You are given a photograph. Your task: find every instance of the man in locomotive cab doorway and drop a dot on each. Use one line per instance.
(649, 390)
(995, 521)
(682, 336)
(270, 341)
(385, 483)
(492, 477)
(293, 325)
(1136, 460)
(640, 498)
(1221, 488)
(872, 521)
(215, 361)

====================

PROBLEM STATEMENT:
Render all of the material above as a two-column CSV with the headers input and output. Give one row for each text and its answer, put each field in double quotes, and change line breaks to spaces.

RESULT:
input,output
"You are given a photograph. Your task: find every instance of the man in locomotive cab doorway and drop a dot on each. Use one line per instance.","(649, 390) (995, 521) (682, 336) (270, 341) (385, 483) (492, 477) (293, 325) (1136, 460) (640, 498) (1221, 488) (872, 521) (215, 361)"